### Fragen und Aufgaben
a. Zieh aus dem Text über Verhältnismäßigkeit alles von „Wikipedia definiert folgendermaßen: Der“ bis hinunter zu „das ihm aufgeopferte.“ unverändert heraus.
b. Übersetze diesen Satz aus dem Text über Verhältnismäßigkeit ins Englische: „Als rechtsstaatliches Prinzip ist der Grundsatz der Verhältnismäßigkeit für jede hoheitliche Gewalt verbindlich.“

### Gezeigter Textabschnitt
____________________

Verhältnismäßigkeit als Grundprinzip

Wikipedia definiert folgendermaßen: Der Begriff „Verhältnismäßigkeit“ beschreibt eine Abwägung. Als allgemeines Abwägungsprinzip besagt der Grundsatz der Verhältnismäßigkeit: „Kollidierende Interessen, Freiheiten oder Rechtsprinzipien werden nur dann in ein angemessenes Verhältnis zueinander gesetzt, wenn und soweit das zu wahrende Interesse, Freiheitsrecht oder Rechtsprinzip schwerer wiegt als das ihm aufgeopferte.
Als rechtsstaatliches Prinzip ist der Grundsatz der Verhältnismäßigkeit für jede hoheitliche Gewalt verbindlich. Es steht in enger Beziehung zum „Übermaßverbot“ und soll, wie dieses, Konflikte von Interessen und Freiheiten zu einem schonenden Ausgleich bringen und gewährleisten, dass diese nicht mehr als nötig geschmälert werden.

____________________

Auszug aus einem Datensatz:
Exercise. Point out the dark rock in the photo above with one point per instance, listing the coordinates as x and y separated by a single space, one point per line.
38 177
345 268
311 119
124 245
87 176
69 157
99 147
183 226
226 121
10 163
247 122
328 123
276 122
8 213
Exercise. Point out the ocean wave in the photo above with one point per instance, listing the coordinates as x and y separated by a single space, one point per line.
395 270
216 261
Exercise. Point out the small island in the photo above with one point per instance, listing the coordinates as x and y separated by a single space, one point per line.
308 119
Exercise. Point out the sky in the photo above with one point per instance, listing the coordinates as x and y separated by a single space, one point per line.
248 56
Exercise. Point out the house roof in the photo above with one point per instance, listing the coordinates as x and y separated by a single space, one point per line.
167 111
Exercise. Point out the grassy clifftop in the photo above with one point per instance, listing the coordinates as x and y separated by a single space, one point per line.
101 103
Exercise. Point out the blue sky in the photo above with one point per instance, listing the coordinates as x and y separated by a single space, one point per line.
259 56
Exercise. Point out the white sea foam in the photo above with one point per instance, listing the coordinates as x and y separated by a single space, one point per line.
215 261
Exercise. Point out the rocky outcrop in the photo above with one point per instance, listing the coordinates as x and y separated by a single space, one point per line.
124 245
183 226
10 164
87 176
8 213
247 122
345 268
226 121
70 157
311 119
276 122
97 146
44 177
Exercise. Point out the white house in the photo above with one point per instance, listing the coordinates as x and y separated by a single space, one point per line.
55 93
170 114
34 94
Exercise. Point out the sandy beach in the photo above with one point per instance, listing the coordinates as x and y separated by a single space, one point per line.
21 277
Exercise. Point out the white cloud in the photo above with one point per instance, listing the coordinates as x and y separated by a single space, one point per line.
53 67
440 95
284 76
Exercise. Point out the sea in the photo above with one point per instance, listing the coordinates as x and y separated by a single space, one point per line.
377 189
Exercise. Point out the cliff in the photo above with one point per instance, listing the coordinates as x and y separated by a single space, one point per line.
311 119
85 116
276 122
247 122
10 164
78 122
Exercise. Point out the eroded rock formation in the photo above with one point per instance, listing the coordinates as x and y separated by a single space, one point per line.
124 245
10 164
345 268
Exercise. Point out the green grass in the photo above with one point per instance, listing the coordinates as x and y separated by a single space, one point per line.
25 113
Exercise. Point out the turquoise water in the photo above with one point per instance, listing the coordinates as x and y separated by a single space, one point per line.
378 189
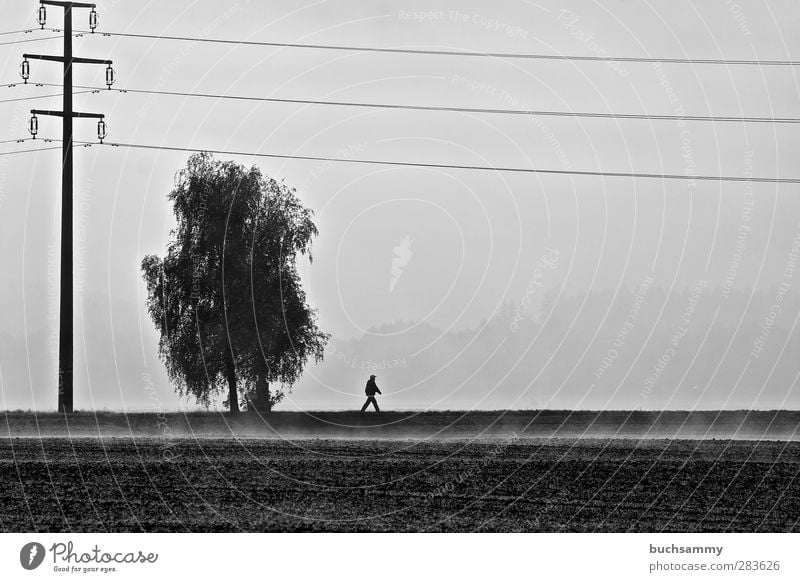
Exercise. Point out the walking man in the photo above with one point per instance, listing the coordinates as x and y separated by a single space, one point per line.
370 391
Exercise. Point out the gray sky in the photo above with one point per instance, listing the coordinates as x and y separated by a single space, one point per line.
473 240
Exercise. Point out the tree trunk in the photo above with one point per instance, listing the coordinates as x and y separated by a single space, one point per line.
233 395
262 395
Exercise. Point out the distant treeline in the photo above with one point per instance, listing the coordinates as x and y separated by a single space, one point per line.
644 347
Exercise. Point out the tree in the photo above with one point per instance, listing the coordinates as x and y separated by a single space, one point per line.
227 299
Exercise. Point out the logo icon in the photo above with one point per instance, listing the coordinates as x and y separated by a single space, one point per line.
402 256
31 555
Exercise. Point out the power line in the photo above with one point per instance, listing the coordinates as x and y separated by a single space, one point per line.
708 178
458 166
41 96
11 153
31 40
18 31
710 118
457 53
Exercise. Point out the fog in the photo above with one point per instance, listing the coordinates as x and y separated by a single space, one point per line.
458 288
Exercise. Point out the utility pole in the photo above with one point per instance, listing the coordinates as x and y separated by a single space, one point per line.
65 345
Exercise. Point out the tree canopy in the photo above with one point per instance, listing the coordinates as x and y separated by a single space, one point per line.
227 298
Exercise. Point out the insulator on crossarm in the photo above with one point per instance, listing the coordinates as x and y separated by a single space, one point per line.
110 76
33 126
93 19
25 70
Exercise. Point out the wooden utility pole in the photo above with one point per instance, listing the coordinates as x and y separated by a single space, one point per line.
65 345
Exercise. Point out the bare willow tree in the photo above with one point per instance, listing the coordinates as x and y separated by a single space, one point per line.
227 298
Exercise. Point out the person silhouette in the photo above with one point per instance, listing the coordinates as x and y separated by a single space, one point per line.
370 390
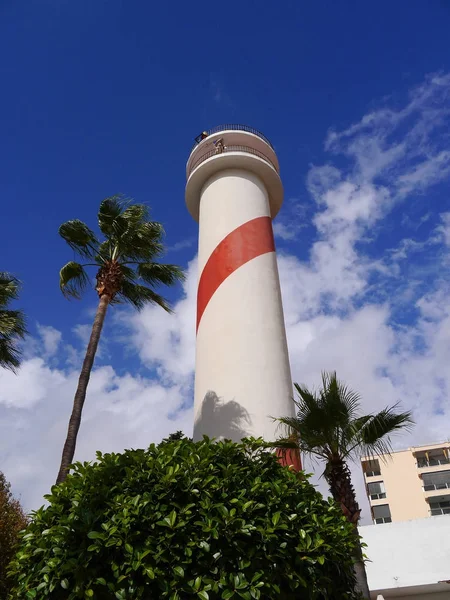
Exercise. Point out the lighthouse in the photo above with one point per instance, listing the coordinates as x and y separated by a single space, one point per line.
242 372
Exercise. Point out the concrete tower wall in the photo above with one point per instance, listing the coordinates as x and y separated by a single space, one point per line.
242 366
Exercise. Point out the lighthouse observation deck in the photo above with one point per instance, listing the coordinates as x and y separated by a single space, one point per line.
232 147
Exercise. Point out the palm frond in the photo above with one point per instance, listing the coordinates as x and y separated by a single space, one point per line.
12 323
376 432
108 215
156 274
135 214
140 295
9 288
73 280
79 237
10 355
142 243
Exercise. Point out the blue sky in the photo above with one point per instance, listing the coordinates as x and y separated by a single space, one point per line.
106 97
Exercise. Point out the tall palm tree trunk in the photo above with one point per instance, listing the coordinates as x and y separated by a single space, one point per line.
338 477
80 394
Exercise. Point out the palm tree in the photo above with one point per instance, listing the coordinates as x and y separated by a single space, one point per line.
12 323
126 272
328 427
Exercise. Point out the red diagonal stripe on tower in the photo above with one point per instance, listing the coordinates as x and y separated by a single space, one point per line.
239 247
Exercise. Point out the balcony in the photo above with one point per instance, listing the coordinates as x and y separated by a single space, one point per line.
230 127
436 486
435 512
439 505
423 462
209 153
228 148
375 473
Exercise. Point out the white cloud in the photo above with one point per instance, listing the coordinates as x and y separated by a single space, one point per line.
51 339
334 315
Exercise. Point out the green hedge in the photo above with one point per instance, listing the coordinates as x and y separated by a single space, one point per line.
185 520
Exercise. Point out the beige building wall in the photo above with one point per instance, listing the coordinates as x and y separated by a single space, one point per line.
402 476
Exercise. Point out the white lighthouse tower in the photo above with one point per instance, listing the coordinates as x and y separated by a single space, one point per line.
242 375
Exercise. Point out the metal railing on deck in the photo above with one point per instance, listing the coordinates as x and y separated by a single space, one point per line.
231 127
224 149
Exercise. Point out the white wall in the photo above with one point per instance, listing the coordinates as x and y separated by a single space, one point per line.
409 554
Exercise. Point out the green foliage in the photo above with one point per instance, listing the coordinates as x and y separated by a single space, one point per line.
183 520
328 423
12 520
124 257
12 323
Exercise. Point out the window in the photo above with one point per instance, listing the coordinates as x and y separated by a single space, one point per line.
440 480
376 490
440 507
381 514
433 458
371 468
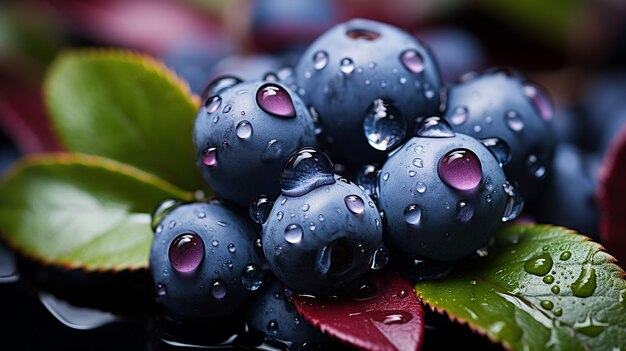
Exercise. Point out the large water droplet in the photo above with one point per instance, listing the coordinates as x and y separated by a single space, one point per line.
362 34
379 258
346 65
162 210
306 169
413 61
459 116
540 100
275 100
209 156
186 252
514 203
252 277
460 169
354 203
383 125
413 214
514 121
539 265
499 149
212 104
336 258
243 130
434 127
320 60
218 85
585 285
293 233
260 209
465 211
218 290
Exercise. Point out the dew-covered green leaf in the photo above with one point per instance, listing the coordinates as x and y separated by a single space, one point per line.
81 211
126 107
540 287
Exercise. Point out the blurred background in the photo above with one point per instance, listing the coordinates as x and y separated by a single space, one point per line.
576 49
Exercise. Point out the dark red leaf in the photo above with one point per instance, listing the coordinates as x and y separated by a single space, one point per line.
385 315
611 194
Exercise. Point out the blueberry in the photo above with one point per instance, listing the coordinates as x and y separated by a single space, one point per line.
444 194
244 135
368 82
323 232
203 261
500 104
274 315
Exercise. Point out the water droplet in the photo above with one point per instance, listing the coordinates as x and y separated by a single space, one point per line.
243 130
252 277
413 214
499 149
272 327
354 203
539 265
161 289
459 116
218 85
346 65
306 169
186 252
260 209
585 284
536 167
390 317
540 100
380 258
413 61
383 125
362 34
465 211
434 127
546 304
320 60
514 203
293 233
218 290
336 258
460 169
209 157
514 121
162 210
275 100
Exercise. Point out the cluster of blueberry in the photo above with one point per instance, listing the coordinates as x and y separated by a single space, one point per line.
455 163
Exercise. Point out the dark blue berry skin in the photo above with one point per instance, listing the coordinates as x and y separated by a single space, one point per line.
495 101
443 230
248 166
228 242
336 245
364 63
274 315
569 198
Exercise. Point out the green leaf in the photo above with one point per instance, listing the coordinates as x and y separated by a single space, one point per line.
81 211
541 287
126 107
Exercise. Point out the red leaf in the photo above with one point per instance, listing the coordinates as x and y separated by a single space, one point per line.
611 194
386 315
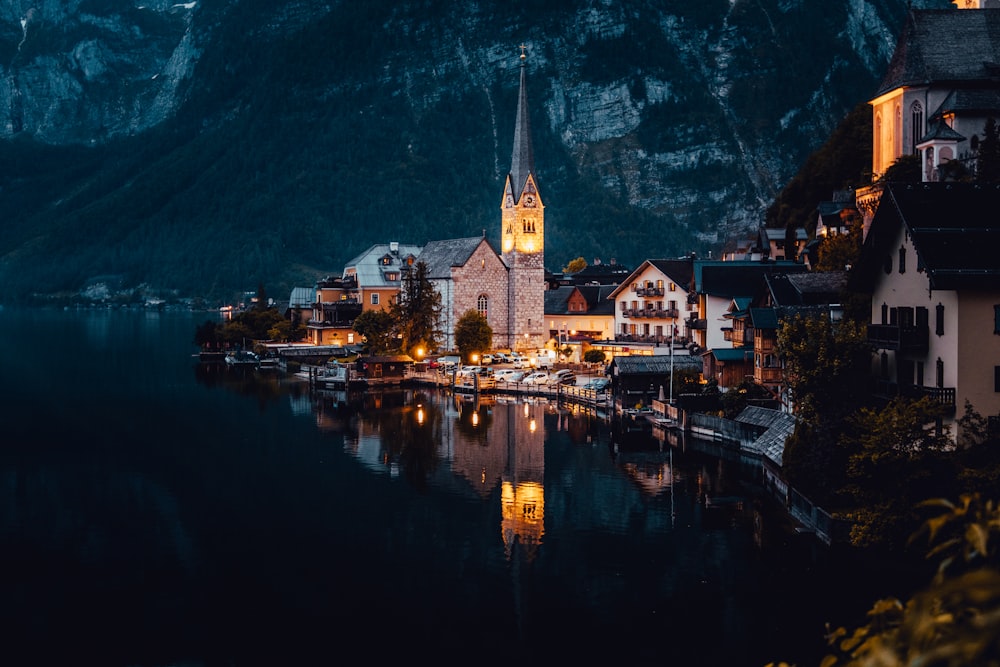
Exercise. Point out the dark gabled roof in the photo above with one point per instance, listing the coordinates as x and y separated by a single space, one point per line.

____________________

### Lösungen der Aufgaben
a.
Wikipedia definiert folgendermaßen: Der Begriff „Verhältnismäßigkeit“ beschreibt eine Abwägung. Als allgemeines Abwägungsprinzip besagt der Grundsatz der Verhältnismäßigkeit: „Kollidierende Interessen, Freiheiten oder Rechtsprinzipien werden nur dann in ein angemessenes Verhältnis zueinander gesetzt, wenn und soweit das zu wahrende Interesse, Freiheitsrecht oder Rechtsprinzip schwerer wiegt als das ihm aufgeopferte.

b. As a principle of the rule of law, the principle of proportionality is binding on all state authority.